*Dataset records*
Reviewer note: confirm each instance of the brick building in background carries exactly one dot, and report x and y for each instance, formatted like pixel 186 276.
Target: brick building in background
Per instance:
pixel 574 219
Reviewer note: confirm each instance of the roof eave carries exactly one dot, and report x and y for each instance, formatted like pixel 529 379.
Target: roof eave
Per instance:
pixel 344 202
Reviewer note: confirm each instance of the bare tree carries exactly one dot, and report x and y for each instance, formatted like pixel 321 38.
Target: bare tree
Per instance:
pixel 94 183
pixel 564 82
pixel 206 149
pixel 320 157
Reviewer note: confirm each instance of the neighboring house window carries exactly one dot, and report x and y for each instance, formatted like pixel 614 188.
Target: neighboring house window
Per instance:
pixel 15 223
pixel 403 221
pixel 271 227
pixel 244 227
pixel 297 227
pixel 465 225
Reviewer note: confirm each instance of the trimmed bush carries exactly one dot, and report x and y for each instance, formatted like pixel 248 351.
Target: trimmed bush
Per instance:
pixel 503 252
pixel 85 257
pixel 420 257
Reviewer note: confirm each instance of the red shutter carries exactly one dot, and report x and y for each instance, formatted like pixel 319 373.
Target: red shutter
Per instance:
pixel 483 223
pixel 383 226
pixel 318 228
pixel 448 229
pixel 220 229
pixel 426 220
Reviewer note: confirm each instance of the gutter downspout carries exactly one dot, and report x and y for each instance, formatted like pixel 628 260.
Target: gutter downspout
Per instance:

*What you should do*
Reproduce the listing above word for word, from its first line through its last.

*Completed task*
Reviewer note: confirm each instance of the brick building in background carries exactly one dot, and report x and y for each instance, formatted like pixel 186 276.
Target: brick building in background
Per instance:
pixel 574 219
Reviewer note: confirm each instance of the roof eave carries exactly one dot, and report x and y for each instance, formatted like pixel 529 379.
Target: roof eave
Per instance:
pixel 344 202
Reviewer note: confirm each instance of the bare tree carries exactly one dot, and report x and y for each instance, formatted like pixel 321 38.
Target: bare tree
Per instance:
pixel 94 183
pixel 564 82
pixel 206 149
pixel 320 157
Reviewer note: confirm each instance of the neighboring house window carries exactly one dot, and report x and y for each instance, formatted like pixel 614 188.
Target: neighboring house window
Per instance:
pixel 15 223
pixel 403 221
pixel 271 227
pixel 244 227
pixel 297 227
pixel 465 225
Reviewer note: confirm each instance of the trimmed bush carries exactly one dot, and report x and y for each instance, formatted like pixel 248 351.
Target: trimmed bush
Per instance:
pixel 503 252
pixel 85 257
pixel 420 257
Reviewer note: confirm each instance of the red shutter carries exactly one dot, and report x and y for each instance, formatted like pixel 319 373.
Target: red shutter
Per instance:
pixel 483 223
pixel 383 226
pixel 318 228
pixel 448 229
pixel 220 229
pixel 426 220
Reviewer note: confirm each instance of the gutter downspout carries exactly one dot, and report x and y for each instance, formatted like pixel 628 260.
Target: gutter downspout
Per instance:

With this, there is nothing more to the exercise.